### Data for processing
>>>>>
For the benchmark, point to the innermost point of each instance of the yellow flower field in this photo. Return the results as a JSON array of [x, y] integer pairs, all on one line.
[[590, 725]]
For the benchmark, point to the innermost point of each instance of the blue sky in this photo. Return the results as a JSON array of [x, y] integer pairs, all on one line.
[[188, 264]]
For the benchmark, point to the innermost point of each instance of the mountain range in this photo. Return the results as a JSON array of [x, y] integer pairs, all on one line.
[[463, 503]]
<<<<<
Retype, without any change, the stretch of rows from the first one through the line that contains "[[590, 725]]".

For the benchmark, point to the innermost point of each instance of the yellow flower field in this photo. Return the results as a JSON array of [x, y] integer pairs, all on one line.
[[590, 725]]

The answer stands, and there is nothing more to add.